-- begin DATASET RECORDS --
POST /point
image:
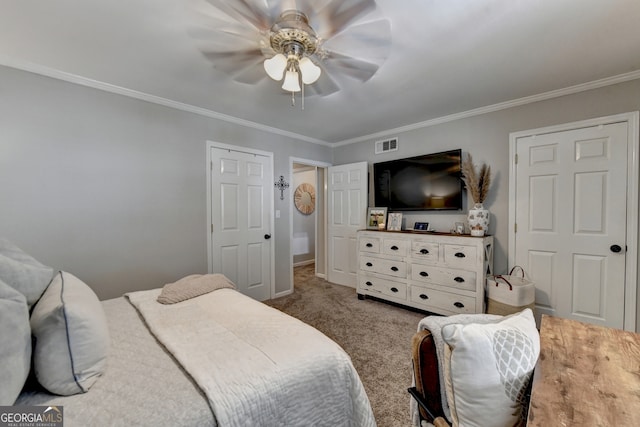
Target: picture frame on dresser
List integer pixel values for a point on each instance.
(376, 218)
(394, 221)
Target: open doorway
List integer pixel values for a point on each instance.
(308, 217)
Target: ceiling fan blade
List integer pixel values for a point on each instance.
(336, 15)
(371, 41)
(254, 12)
(244, 67)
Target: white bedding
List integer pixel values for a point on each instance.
(142, 386)
(258, 366)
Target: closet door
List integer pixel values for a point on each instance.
(347, 206)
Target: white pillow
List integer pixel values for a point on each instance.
(491, 366)
(71, 336)
(15, 347)
(23, 272)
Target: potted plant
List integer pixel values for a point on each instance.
(477, 182)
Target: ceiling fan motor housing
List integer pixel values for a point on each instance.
(292, 34)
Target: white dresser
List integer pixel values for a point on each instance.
(436, 272)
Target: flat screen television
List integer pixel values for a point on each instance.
(421, 183)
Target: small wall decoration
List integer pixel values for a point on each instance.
(281, 185)
(305, 198)
(376, 218)
(394, 222)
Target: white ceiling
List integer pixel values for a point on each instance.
(447, 57)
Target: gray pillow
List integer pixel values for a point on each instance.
(15, 349)
(23, 272)
(71, 336)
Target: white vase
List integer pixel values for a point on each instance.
(478, 220)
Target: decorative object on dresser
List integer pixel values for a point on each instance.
(395, 221)
(437, 272)
(376, 218)
(478, 185)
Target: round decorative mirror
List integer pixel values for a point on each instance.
(305, 198)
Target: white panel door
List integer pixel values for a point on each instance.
(571, 207)
(347, 206)
(241, 200)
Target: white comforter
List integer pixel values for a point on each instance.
(257, 365)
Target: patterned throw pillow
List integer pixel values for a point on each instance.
(490, 368)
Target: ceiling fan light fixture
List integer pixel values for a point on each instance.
(291, 81)
(310, 72)
(275, 66)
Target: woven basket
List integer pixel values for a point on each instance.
(510, 293)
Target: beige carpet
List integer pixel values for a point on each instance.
(375, 334)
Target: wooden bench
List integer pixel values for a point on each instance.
(586, 375)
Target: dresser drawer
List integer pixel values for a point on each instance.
(369, 244)
(424, 250)
(385, 287)
(459, 279)
(462, 256)
(395, 247)
(447, 301)
(383, 266)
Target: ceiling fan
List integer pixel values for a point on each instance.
-- end DATASET RECORDS --
◆ **YOUR TASK**
Copy word for word the lines of the material that start at the line containing "Target: woven basket" and end with the final line of the material.

◆ **REPLY TO THE TASK**
Target: woven basket
List integer pixel values for a point on each instance.
(510, 293)
Target: beige carpet
List integer pixel values for a point on each instance.
(375, 334)
Target: wooden bench
List integer pixel values for a point on each instance.
(586, 375)
Target: dresser drawer
List integer pixel values for a point on each instance.
(369, 244)
(424, 250)
(385, 287)
(459, 279)
(462, 256)
(395, 247)
(447, 301)
(383, 266)
Target: ceiling fan
List integer pixel values for a point on each instance.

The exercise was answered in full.